• Brief
Output the rows that begin at the line containing "Could you point out the dirt" and end after the line containing "<point>135,180</point>" as a two-column CSV with the header instruction,response. Put each row on one line, with its text in the instruction field and its answer in the response field, quote both fields, and replace any line breaks with spaces.

• Working data
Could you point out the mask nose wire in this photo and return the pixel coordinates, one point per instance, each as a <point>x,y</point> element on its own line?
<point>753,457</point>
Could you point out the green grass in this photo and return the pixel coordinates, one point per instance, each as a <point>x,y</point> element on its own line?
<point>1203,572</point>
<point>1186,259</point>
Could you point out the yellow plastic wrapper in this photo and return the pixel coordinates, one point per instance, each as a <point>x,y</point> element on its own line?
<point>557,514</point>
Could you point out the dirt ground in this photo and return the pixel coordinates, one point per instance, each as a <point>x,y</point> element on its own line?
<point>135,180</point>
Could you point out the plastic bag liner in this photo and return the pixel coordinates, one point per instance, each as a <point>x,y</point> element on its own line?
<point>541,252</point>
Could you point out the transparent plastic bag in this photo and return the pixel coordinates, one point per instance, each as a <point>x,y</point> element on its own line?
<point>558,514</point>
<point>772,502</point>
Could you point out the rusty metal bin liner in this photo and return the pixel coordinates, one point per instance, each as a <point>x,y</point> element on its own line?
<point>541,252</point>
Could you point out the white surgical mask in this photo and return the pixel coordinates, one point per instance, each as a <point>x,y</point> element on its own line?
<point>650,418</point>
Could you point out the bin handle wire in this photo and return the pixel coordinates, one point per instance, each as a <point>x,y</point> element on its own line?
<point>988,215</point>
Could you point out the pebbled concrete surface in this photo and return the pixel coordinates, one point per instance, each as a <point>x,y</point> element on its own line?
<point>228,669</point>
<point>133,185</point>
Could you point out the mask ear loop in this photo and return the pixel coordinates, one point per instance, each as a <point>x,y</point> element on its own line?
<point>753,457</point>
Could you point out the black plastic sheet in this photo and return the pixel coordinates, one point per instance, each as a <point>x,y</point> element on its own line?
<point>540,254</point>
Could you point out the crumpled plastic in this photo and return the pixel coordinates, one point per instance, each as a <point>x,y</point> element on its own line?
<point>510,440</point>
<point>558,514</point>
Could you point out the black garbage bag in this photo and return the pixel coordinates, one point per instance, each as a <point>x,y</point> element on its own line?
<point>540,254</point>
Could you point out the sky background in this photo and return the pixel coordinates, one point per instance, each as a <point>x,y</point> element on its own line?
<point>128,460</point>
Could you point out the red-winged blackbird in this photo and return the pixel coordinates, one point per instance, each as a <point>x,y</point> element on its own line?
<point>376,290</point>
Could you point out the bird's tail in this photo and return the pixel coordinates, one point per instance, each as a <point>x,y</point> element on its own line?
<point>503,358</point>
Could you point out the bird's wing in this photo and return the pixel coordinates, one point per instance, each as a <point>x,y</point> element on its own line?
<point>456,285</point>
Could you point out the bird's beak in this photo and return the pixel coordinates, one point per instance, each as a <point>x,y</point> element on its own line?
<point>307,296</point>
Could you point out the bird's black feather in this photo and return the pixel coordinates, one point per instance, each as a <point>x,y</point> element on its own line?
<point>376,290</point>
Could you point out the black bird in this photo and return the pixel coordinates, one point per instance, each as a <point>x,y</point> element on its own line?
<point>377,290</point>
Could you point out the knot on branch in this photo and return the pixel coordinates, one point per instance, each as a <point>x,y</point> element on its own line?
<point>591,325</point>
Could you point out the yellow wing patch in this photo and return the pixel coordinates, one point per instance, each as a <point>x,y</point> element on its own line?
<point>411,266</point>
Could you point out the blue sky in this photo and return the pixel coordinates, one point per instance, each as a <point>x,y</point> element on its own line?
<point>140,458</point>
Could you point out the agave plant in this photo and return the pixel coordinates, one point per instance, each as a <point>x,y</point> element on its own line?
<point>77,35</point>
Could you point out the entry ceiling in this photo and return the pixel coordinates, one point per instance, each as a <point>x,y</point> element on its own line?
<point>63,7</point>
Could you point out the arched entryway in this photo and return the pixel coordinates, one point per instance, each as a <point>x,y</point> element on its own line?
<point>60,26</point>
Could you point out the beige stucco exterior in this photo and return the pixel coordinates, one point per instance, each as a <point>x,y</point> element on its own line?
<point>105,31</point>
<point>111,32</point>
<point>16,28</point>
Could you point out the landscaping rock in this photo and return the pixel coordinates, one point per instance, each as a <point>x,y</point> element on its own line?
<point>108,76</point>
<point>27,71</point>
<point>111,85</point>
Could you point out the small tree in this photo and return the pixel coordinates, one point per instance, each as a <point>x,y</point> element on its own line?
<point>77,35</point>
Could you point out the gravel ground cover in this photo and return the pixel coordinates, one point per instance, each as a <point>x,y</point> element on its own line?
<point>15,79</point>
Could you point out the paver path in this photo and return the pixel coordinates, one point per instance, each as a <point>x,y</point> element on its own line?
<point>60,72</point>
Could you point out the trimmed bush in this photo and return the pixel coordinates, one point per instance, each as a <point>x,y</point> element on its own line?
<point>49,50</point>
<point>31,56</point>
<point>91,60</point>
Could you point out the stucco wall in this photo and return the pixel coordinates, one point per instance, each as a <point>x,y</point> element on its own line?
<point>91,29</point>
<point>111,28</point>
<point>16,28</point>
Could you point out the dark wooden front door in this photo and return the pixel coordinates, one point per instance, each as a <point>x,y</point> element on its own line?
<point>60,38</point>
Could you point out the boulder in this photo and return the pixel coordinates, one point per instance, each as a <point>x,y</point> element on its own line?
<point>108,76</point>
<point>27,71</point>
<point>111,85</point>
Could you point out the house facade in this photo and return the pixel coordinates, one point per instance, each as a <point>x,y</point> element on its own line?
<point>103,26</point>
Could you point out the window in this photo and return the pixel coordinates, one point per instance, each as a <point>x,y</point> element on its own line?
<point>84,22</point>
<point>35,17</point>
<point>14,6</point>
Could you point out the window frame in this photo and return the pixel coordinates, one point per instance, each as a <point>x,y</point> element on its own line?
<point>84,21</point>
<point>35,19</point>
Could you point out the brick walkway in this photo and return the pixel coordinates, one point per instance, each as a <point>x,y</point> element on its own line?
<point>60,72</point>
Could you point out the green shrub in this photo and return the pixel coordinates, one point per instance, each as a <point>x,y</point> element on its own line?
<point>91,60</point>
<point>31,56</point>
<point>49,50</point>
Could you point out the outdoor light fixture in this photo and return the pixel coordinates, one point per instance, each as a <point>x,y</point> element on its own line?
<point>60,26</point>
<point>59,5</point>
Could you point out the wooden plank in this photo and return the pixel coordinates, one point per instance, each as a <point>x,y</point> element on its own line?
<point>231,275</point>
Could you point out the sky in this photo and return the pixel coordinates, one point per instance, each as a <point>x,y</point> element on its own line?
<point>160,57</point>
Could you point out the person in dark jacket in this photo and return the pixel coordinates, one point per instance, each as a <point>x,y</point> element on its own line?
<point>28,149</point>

• Result for this exercise
instruction,response
"Could you point out the dirt ground in this photo and return the pixel coordinates, one point per instance, each as a <point>x,y</point> element on its own line?","<point>135,180</point>"